### Written task
Retype all of the data. Every line must match exactly.

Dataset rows
☆ ☆ ☆ ☆ ☆ ☆ ☆

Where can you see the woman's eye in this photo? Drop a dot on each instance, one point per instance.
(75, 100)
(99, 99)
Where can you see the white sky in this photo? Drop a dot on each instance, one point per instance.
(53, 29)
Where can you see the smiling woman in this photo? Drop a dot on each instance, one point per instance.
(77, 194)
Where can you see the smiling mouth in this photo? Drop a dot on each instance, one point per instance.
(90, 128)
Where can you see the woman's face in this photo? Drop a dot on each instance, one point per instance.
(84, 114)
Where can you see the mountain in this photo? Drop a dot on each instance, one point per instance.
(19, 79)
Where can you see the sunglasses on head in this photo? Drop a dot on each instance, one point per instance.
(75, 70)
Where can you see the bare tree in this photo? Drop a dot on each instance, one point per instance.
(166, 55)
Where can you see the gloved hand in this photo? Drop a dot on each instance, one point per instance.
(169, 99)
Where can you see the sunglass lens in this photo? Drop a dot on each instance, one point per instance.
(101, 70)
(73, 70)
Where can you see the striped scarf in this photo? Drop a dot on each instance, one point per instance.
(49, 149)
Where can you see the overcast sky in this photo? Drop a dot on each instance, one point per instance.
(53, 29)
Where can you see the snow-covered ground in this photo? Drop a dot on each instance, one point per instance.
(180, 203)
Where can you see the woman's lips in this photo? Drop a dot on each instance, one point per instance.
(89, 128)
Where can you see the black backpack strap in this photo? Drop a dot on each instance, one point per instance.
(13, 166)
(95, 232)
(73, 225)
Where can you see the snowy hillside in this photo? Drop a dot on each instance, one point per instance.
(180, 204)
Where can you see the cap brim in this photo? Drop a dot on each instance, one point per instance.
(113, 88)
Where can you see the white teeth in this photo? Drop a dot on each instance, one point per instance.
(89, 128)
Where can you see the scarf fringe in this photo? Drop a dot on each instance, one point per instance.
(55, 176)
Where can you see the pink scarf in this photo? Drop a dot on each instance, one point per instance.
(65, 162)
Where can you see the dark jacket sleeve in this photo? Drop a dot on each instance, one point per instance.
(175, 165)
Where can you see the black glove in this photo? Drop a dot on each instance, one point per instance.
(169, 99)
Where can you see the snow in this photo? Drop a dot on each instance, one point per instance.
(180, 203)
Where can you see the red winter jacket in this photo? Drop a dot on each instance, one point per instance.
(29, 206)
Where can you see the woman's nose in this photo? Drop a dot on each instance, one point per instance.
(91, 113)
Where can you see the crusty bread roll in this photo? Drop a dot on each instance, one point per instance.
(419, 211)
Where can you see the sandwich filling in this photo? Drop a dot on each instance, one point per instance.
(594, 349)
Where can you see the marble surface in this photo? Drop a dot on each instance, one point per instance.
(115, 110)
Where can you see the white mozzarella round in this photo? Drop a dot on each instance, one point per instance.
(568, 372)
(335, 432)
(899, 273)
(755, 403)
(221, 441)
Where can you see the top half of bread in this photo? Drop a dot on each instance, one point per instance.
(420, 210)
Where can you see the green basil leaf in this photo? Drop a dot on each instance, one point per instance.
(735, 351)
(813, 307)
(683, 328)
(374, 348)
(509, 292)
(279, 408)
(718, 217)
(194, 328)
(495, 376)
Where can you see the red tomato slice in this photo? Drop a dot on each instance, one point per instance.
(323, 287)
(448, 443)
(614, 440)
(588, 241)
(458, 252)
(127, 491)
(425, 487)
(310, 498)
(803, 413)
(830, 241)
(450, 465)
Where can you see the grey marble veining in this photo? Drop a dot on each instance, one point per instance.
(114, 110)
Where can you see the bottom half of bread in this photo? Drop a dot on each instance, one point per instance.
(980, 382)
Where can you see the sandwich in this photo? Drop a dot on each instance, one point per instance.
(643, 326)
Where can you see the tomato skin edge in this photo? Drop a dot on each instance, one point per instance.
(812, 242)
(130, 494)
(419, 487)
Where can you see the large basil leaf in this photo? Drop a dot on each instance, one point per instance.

☆ ☆ ☆ ☆ ☆ ☆ ☆

### Complete response
Where can you see the woman's eye in this photo? Drop a dot on each instance, one point per instance.
(75, 100)
(99, 99)
Where can you see the white sky in this photo? Drop a dot on each instance, one point per instance.
(53, 29)
Where can you see the smiling woman in this photo? Drop a dot on each instance, one point per instance.
(77, 194)
Where can you see the smiling mouth in this photo? Drop a dot on each instance, one point per instance.
(90, 128)
Where can you see the woman's face in this photo? Drop a dot on each instance, one point per instance.
(84, 114)
Where can you see the mountain in this photo? Drop a dot on each instance, one point per instance.
(19, 79)
Where can you see the sunglasses on head in this photo? Drop a dot on each instance, one point per instance.
(75, 70)
Where can you see the bare tree in this photo? Drop a dot on each instance, one point per instance.
(166, 55)
Where can you see the gloved hand in this photo? Drop a dot on each instance, one point per instance.
(169, 99)
Where can you see the sunglass lens in this photo? Drop a dot on each instance, one point per instance.
(101, 70)
(73, 70)
Where can you see the striped scarf in this photo? Drop a dot on each instance, one point per instance.
(49, 149)
Where can you see the overcast sky in this photo? Drop a dot on each instance, one point per instance.
(53, 29)
Where can you see the snow-covered ground in this photo? Drop a dot on each instance, one point per instance.
(180, 203)
Where can you see the woman's lips in this photo? Drop a dot on each instance, one point per instance.
(89, 128)
Where can you see the black backpack strap in this photo? Drop a dot on each instance, one point per instance.
(13, 166)
(95, 232)
(73, 225)
Where can you see the snowy hillside in this photo? Drop a dot on each instance, one point per instance.
(180, 204)
Where can you see the cap brim in this photo? Drop a dot on each instance, one point per instance.
(113, 88)
Where can you see the white teeth in this photo? Drop a dot on each instance, one point per instance.
(89, 128)
Where can you see the scarf fringe in this photo? Drop a dot on each instance, one point per instance.
(55, 176)
Where can you see the pink scarf in this photo? Drop a dot on each instance, one point per instance.
(65, 162)
Where can you see the dark jacket sleeve in this photo? Drop a dot on each instance, one point per instance.
(175, 165)
Where can you see the black glove in this photo? Drop a dot on each instance, one point per instance.
(169, 99)
Where can you see the snow in this photo? Drop a dot on each instance, one point per instance.
(180, 203)
Where can you see the red winter jacket in this photo? Drop a dot on each instance, one point per instance.
(29, 206)
Where can you see the woman's nose in this photo? Drop a dot on each instance, one point per instance.
(91, 113)
Where can you see the crusty bread roll in this photo? Drop a dot on each instance, one point per instance.
(419, 211)
Where can you see the sandwich filling in this photo? Drop a dot on each instance, one point per instance.
(594, 349)
Where can you see the marble surface in this photo? Drop a dot on each instance, one point per instance.
(115, 110)
Where can you see the white mozzarella round in this photo? Drop a dot on each instance, one point per instance.
(568, 372)
(335, 432)
(899, 273)
(755, 403)
(221, 441)
Where can you see the top half of bread in this photo? Drop a dot on each instance, one point per instance.
(420, 210)
Where can you see the green basil leaf in this photo? Drop a dot on each instance, one point per instance.
(735, 351)
(813, 307)
(683, 328)
(374, 348)
(509, 292)
(279, 408)
(718, 217)
(194, 328)
(495, 376)
Where can you see the red tomato slice in this photo? Drop a dot on each instance, one point per instance.
(323, 287)
(448, 443)
(614, 440)
(588, 241)
(458, 252)
(127, 491)
(425, 487)
(310, 498)
(803, 413)
(830, 241)
(450, 465)
Where can you see the grey marble veining in this photo? Drop a dot on each instance, one point per instance.
(114, 110)
Where can you see the bottom half of bread in this photo? Drop a dot on each instance, one point per instance.
(980, 382)
Where can you see the sandwich in this photo? Drop a dot on each instance, one point per instance.
(643, 326)
Where can you see the tomato skin edge in this photo? Drop a dot on each instance, one point per instance.
(812, 242)
(130, 494)
(419, 487)
Where can you see the large basil leaf in this photo? Drop a dot on each instance, one point per instance.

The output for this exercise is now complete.